## EXERCISE PROMPT
Transcribe the lines below exactly, beginning with the line that holds "the arched window" and ending with the final line, both included. Pictures are to be left out.

## DATA SUPPLIED
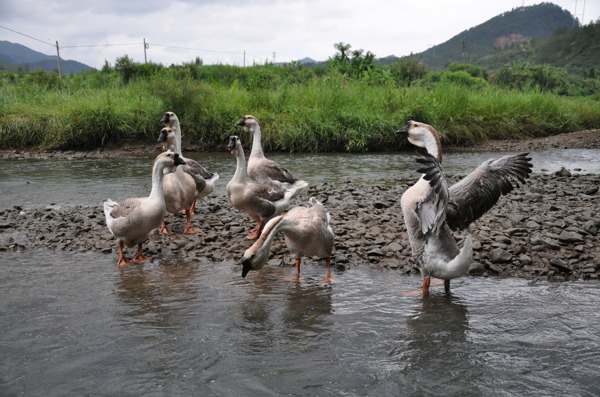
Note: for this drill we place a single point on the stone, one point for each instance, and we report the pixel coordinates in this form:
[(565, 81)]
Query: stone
[(499, 255), (570, 237)]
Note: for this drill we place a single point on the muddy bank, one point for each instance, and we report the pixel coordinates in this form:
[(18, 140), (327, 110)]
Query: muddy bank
[(547, 229)]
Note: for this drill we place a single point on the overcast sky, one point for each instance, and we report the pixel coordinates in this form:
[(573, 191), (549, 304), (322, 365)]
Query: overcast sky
[(220, 31)]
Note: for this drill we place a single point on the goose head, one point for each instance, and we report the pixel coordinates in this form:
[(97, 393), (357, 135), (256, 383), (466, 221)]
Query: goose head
[(169, 118), (167, 136), (169, 161), (249, 123), (424, 136), (234, 144), (254, 259)]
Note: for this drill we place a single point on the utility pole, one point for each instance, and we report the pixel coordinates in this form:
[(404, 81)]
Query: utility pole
[(58, 58), (146, 46)]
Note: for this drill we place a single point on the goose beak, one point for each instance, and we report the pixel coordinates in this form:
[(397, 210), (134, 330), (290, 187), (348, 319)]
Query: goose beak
[(178, 160), (246, 266), (404, 130), (231, 143)]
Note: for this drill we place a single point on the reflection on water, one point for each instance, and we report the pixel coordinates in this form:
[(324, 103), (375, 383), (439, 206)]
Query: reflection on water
[(74, 324), (91, 181)]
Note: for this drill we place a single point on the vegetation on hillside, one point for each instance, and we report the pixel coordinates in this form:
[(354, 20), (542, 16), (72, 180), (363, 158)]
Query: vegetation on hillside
[(577, 50), (350, 105), (470, 45)]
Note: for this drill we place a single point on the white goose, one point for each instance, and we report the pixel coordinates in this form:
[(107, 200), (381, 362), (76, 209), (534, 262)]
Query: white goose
[(260, 201), (431, 209), (132, 220), (260, 168), (307, 233), (205, 180)]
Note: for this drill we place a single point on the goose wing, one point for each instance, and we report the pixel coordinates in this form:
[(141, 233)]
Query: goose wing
[(267, 192), (479, 191), (431, 209), (125, 208)]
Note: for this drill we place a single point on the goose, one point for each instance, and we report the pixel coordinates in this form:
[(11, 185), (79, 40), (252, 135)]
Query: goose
[(261, 169), (179, 190), (259, 200), (172, 140), (205, 180), (131, 221), (432, 210), (307, 233)]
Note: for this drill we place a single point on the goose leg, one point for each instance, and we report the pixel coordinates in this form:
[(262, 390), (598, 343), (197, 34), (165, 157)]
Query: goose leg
[(192, 210), (426, 282), (254, 233), (122, 260), (329, 279), (297, 270), (164, 229), (138, 258), (188, 223)]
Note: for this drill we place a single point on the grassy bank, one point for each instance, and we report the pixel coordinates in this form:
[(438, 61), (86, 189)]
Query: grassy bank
[(305, 112)]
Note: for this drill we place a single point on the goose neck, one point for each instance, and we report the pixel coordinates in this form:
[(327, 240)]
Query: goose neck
[(257, 143)]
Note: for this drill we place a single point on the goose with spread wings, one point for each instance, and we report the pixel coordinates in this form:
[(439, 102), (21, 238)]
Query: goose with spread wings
[(432, 209)]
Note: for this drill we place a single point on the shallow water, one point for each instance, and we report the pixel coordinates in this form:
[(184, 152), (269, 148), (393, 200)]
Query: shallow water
[(74, 324), (32, 183)]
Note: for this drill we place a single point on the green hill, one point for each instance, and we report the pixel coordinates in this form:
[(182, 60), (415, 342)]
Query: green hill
[(518, 26), (577, 50)]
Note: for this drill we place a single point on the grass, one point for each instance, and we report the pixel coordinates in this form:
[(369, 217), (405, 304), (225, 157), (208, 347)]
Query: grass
[(309, 113)]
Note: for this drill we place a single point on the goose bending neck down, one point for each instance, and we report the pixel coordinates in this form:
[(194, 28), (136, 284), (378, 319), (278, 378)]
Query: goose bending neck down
[(261, 169), (432, 209), (307, 232), (260, 201), (131, 221)]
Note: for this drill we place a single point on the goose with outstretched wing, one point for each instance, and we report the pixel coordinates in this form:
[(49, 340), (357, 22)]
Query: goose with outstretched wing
[(432, 209)]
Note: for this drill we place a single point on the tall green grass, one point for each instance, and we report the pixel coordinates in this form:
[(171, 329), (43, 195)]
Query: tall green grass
[(314, 113)]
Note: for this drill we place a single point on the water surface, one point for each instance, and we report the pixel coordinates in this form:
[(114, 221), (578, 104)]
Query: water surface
[(74, 324)]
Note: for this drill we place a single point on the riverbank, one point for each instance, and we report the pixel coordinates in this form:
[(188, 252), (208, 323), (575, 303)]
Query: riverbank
[(546, 229), (587, 139)]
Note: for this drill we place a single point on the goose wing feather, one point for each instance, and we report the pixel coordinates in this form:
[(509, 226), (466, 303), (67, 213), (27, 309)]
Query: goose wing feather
[(431, 209), (125, 208), (272, 170), (479, 191)]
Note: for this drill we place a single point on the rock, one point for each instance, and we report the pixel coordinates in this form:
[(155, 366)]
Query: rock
[(525, 259), (563, 172), (499, 255), (394, 247), (559, 265), (570, 237)]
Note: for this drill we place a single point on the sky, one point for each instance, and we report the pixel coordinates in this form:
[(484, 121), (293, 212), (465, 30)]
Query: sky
[(246, 32)]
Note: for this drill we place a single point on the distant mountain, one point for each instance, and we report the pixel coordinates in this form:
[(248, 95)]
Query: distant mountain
[(306, 60), (575, 49), (516, 27), (13, 56)]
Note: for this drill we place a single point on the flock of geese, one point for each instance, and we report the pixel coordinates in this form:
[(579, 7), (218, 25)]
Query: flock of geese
[(263, 190)]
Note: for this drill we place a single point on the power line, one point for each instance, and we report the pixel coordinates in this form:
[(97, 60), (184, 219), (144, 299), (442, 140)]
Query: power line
[(26, 35), (98, 45), (146, 45)]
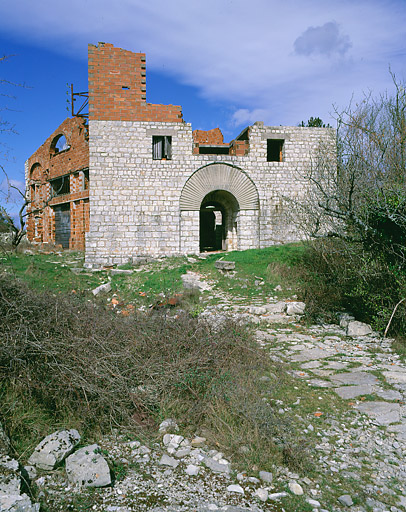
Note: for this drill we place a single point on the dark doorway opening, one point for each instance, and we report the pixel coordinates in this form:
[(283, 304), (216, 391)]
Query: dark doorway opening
[(218, 225), (62, 225)]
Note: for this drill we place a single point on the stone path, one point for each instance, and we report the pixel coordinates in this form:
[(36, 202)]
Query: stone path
[(363, 371), (365, 446)]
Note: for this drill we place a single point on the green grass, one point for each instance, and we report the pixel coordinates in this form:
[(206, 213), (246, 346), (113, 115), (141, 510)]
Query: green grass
[(50, 271)]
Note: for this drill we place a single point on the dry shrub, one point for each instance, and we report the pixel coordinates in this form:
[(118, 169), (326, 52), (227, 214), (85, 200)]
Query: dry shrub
[(337, 275), (65, 362)]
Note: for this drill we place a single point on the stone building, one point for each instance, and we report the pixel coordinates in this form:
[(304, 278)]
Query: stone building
[(57, 181), (156, 186)]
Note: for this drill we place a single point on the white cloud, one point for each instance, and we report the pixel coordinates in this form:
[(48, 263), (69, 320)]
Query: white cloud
[(323, 40), (266, 56), (244, 116)]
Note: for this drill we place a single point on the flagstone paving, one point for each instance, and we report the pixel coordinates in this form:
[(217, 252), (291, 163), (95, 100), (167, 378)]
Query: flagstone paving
[(371, 378)]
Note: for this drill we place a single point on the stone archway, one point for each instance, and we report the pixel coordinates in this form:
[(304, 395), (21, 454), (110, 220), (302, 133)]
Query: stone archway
[(218, 222), (231, 195)]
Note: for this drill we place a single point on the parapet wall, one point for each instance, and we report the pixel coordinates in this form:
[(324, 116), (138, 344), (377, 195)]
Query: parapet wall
[(117, 88)]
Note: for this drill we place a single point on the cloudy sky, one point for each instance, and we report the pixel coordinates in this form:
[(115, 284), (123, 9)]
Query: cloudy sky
[(229, 63)]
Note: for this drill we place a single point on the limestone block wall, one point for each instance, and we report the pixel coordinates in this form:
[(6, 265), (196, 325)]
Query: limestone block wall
[(135, 200)]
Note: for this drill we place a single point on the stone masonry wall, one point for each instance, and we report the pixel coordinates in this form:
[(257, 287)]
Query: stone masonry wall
[(47, 164), (135, 199)]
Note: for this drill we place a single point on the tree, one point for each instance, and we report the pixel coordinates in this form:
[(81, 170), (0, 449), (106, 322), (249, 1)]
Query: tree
[(355, 209), (7, 223)]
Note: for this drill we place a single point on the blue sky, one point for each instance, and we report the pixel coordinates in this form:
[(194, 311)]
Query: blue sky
[(229, 63)]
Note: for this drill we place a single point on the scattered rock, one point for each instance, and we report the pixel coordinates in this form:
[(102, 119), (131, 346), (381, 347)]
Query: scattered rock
[(198, 441), (216, 466), (295, 308), (166, 460), (168, 425), (54, 448), (120, 272), (4, 442), (88, 468), (355, 328), (224, 265), (17, 503), (235, 488), (192, 281), (103, 288), (10, 480), (295, 488), (192, 470), (346, 500), (278, 495), (262, 494), (277, 308), (266, 476)]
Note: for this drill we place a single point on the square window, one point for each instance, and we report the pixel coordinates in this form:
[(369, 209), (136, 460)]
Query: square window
[(274, 150), (60, 186), (162, 147)]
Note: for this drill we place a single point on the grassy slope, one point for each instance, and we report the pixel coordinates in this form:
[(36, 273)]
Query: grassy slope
[(240, 408)]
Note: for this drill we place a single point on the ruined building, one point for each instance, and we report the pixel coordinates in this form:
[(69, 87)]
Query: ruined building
[(136, 180)]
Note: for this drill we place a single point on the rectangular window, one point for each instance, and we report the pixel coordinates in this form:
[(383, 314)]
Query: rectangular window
[(162, 147), (85, 179), (274, 150), (60, 186)]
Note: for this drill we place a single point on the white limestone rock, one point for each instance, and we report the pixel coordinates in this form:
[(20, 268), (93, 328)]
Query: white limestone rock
[(168, 425), (277, 308), (4, 442), (17, 503), (235, 488), (295, 488), (166, 460), (261, 494), (103, 288), (216, 466), (192, 470), (88, 468), (356, 328), (10, 480), (295, 308), (266, 476), (54, 448)]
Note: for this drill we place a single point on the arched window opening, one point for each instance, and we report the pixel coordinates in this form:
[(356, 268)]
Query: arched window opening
[(59, 144), (35, 172), (218, 215)]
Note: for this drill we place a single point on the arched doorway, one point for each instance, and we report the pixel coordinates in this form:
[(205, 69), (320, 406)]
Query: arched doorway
[(233, 199), (218, 222)]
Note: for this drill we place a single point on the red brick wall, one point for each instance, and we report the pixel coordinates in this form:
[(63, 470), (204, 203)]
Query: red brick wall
[(46, 164), (117, 88), (208, 137)]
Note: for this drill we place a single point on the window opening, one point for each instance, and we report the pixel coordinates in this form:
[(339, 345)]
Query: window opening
[(85, 182), (60, 186), (162, 147), (60, 144), (274, 150), (214, 150)]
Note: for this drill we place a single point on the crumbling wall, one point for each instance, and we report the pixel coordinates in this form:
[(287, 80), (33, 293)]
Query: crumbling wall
[(49, 163), (117, 88)]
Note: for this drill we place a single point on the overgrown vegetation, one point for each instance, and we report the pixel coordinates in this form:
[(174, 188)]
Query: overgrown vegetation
[(67, 362), (356, 209)]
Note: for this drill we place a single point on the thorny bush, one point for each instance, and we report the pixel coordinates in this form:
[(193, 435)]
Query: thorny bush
[(86, 367)]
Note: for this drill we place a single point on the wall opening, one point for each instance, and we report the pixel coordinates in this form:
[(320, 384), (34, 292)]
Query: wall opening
[(274, 150), (62, 225), (218, 222), (59, 144)]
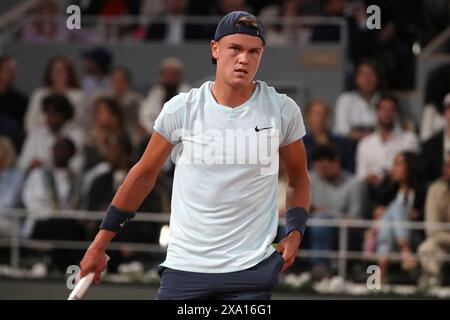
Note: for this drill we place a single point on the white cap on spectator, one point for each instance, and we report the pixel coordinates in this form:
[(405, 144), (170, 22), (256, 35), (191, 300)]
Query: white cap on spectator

## RESPONSE TO THE TASK
Note: for this drill we place a single point on the arched window opening, one point for each instance, and we report the pixel coordinates in this form:
[(356, 268)]
Query: arched window opening
[(59, 144), (35, 172), (218, 215)]
Note: for this drill we place a single point on the arched doorway, one point for each instance, and we report the pixel coordinates in this form:
[(205, 69), (320, 406)]
Query: arched doorway
[(233, 199), (218, 222)]
Note: for this drill we place a single point on the red brick wall, one point for each instance, and we report the pixel coordinates in this form:
[(63, 470), (204, 203)]
Query: red brick wall
[(46, 164), (117, 88), (208, 137)]
Note: for this drill we place a single point on the window opening, one point for each instance, and we report the pixel coordinates in this form:
[(339, 345)]
Query: window opening
[(85, 182), (60, 186), (162, 147), (60, 144), (274, 150), (214, 150)]
Note: for this drill we place a single point on the crumbling wall, one point for each instance, and we report the pixel coordinates in this form:
[(287, 80), (33, 293)]
Query: crumbling wall
[(49, 163), (117, 88)]
Note: for this drill we place a single point on the overgrown vegetation, one point for each instance, and we report the pixel coordinates in this form:
[(174, 188)]
Query: overgrown vegetation
[(67, 362), (356, 209)]
Note: for this drill we place a single point on the thorny bush, one point for each instance, and we report the pixel coordinates in this form:
[(193, 435)]
Query: thorny bush
[(86, 367)]
Note: for this drill we place a single point on the wall opening, one point for each instance, and we report the pixel coordinates in this form:
[(320, 384), (34, 292)]
Query: wall opening
[(274, 150), (62, 225), (218, 222), (59, 144)]
Note: for this drill we place a single point on the white cap on spectator, one point for each instance, and we report the pixel coordinates in this form:
[(405, 144), (170, 22), (256, 35), (191, 300)]
Query: white cap on spectator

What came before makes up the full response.